What needs to be done
Collect every line of the material below that contains the string "cliff", and copy each such line in full. Case counts when matching.
━━ Data section
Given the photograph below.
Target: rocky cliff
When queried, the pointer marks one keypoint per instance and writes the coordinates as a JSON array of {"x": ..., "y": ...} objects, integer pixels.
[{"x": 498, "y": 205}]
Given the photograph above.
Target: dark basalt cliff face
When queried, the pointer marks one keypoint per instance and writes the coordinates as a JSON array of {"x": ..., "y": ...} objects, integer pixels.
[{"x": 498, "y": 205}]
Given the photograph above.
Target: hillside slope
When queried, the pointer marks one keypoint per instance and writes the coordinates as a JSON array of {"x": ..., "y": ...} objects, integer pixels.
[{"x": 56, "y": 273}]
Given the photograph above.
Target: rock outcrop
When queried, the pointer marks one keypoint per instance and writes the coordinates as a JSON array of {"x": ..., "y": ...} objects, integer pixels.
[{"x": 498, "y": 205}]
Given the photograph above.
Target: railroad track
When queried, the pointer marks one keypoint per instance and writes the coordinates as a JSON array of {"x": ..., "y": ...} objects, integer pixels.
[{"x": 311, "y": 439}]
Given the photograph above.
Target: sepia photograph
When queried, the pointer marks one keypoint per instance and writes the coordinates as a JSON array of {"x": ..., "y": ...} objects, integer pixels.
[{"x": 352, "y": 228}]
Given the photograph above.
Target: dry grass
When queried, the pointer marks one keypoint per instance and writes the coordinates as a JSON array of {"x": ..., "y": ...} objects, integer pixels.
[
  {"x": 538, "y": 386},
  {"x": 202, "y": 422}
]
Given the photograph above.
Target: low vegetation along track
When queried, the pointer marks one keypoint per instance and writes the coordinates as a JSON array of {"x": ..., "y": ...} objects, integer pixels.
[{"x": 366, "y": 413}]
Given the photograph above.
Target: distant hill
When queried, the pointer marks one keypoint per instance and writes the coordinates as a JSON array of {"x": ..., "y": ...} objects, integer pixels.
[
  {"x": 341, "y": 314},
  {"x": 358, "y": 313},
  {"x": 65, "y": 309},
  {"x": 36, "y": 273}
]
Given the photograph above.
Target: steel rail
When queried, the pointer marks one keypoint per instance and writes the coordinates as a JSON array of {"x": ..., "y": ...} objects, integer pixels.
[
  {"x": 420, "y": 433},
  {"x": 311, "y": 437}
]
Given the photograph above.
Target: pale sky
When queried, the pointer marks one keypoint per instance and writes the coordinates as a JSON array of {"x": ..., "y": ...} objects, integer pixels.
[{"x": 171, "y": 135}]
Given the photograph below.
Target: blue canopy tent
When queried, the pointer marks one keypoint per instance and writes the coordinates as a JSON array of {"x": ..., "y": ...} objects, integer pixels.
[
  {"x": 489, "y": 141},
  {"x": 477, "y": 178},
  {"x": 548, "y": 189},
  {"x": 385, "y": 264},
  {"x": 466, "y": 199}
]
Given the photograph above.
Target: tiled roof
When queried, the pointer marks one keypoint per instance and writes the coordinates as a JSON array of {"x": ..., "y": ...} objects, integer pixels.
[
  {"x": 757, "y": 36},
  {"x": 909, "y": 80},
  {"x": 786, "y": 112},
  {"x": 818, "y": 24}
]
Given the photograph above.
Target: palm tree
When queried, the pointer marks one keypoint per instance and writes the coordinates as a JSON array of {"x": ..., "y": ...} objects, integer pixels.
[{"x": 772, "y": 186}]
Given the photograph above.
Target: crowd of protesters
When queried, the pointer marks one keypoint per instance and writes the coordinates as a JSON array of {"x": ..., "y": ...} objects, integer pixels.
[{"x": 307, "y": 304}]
━━━━
Answer to the exercise
Target: rocky cliff
Target: dark basalt cliff face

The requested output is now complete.